What Is a Total Lunar Eclipse?
A total lunar eclipse happens when the Moon passes completely through Earth's shadow — a region called the umbra. For up to an hour and a half, the Moon receives no direct sunlight and should, logically, disappear. Instead, it turns a deep, rich red.
This is one of astronomy's most beautiful accidents. It happens because Earth's atmosphere acts like a lens, bending sunlight around the planet and filtering it onto the Moon's surface. The red wavelengths of light — the same ones that make sunsets and sunrises red — bend around Earth more than the blue ones. Every sunrise and every sunset on Earth simultaneously projects its red light onto the Moon.
The result is a colour that has alarmed humans for thousands of years and inspired the phrase "blood moon."
Why It Happens
For a total lunar eclipse to occur, three things must align precisely:
- It must be a full Moon
- The Moon must be very close to one of the two points where its orbit crosses the ecliptic — the plane of Earth's orbit around the Sun
- The alignment must be near enough to perfection that the Moon fully enters Earth's umbra
Lunar eclipses are less rare than solar eclipses because Earth's shadow is much larger than the Moon — about three times its diameter. The Moon can be anywhere in a wide band around the ecliptic nodes and still pass completely through the umbra.

::::

▶ **Exercise tasks**
a) How would you render this sentence from the eclipse article in Spanish: "Instead, it turns a deep, rich red."?
b) What three conditions does the eclipse article say must align for a total lunar eclipse to occur?
c) Reproduce everything in the eclipse article from "A total lunar eclipse happens" down to "deep, rich red.".

::::

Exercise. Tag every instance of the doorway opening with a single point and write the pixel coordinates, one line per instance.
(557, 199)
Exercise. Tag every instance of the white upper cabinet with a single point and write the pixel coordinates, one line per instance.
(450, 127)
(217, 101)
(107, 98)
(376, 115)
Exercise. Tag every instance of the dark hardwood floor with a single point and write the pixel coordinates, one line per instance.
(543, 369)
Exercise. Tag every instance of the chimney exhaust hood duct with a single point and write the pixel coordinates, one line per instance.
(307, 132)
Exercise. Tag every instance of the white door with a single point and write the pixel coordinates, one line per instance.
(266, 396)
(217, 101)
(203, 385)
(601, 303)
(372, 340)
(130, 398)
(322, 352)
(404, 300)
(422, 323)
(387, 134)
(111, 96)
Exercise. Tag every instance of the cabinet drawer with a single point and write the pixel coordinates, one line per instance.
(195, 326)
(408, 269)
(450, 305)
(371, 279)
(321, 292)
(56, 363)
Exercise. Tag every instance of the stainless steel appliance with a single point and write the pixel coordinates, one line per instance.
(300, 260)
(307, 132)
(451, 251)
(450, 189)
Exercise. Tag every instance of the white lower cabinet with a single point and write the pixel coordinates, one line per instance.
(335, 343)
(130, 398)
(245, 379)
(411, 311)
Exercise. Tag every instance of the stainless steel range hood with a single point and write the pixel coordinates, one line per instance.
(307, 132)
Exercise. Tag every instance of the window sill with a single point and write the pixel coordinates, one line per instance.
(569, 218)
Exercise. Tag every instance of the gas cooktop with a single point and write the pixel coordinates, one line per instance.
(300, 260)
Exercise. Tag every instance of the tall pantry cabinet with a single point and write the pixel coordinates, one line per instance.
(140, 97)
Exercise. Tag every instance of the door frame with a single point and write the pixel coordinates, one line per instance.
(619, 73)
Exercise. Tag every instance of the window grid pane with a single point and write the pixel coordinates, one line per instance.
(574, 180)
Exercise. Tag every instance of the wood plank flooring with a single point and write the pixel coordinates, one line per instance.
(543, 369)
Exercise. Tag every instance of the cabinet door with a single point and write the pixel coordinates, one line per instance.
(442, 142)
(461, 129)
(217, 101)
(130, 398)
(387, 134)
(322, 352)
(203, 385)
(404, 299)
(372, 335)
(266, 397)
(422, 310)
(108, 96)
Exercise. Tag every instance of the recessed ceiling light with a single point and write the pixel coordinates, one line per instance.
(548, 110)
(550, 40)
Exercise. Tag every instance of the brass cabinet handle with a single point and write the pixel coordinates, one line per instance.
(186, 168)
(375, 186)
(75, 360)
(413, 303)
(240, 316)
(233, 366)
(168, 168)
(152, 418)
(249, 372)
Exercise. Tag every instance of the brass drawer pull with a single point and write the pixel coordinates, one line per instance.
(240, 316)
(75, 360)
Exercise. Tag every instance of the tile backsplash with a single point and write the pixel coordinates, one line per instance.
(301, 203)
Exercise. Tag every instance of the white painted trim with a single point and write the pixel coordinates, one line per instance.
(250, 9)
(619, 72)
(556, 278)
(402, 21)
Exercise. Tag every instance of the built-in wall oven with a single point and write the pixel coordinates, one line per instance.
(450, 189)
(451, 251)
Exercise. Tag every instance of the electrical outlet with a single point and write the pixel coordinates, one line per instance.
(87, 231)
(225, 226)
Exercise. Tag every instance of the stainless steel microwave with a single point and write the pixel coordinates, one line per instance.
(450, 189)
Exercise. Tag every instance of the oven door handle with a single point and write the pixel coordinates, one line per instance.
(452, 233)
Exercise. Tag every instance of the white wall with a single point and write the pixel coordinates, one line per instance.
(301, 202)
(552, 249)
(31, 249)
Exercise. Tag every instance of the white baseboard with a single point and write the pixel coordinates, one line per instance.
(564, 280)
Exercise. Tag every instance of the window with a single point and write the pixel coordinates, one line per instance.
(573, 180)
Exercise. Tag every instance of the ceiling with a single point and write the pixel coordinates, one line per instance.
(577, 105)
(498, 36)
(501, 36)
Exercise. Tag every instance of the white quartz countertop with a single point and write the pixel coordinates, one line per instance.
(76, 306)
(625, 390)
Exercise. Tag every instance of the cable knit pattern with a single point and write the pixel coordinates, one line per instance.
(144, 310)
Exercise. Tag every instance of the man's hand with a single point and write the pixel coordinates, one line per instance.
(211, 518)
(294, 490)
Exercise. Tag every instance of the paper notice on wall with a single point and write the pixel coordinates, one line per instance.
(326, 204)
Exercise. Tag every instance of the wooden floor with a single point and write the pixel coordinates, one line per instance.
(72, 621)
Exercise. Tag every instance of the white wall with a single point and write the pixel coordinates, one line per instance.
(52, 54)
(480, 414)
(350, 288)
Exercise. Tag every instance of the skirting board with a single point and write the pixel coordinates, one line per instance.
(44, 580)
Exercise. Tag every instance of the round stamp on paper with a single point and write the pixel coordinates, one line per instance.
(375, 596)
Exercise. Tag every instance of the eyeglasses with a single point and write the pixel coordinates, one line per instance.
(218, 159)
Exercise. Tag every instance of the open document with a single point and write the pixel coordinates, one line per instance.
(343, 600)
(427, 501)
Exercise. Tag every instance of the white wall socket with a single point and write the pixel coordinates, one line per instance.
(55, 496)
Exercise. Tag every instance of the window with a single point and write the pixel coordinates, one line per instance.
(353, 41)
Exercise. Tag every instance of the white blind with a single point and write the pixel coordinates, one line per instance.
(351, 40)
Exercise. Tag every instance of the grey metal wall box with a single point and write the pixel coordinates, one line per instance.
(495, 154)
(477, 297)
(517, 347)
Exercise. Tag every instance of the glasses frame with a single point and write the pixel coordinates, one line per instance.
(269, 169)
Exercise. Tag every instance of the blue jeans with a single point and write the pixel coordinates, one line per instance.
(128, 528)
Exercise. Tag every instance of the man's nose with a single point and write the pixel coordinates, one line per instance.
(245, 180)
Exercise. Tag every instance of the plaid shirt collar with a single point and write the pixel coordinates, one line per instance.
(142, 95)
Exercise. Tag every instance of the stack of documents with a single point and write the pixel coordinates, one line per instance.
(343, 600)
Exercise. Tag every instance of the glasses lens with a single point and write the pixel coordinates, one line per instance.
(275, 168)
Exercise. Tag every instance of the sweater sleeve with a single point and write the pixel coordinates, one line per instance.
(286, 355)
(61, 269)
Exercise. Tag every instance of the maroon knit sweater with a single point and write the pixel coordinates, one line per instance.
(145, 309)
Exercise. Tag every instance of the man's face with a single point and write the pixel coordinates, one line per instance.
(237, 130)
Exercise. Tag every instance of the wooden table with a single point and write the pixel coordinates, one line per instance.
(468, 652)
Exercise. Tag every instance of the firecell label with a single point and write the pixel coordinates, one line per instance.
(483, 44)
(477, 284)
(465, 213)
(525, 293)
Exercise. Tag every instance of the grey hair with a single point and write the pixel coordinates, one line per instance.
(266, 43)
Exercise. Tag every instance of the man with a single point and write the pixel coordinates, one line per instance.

::::

▶ **Expected outputs**
a) En cambio, se vuelve de un rojo profundo e intenso.

b)
- It must be a full Moon.
- The Moon must be very close to one of the two points where its orbit crosses the ecliptic, the plane of Earth's orbit around the Sun.
- The alignment must be near enough to perfection that the Moon fully enters Earth's umbra.

c)
A total lunar eclipse happens when the Moon passes completely through Earth's shadow — a region called the umbra. For up to an hour and a half, the Moon receives no direct sunlight and should, logically, disappear. Instead, it turns a deep, rich red.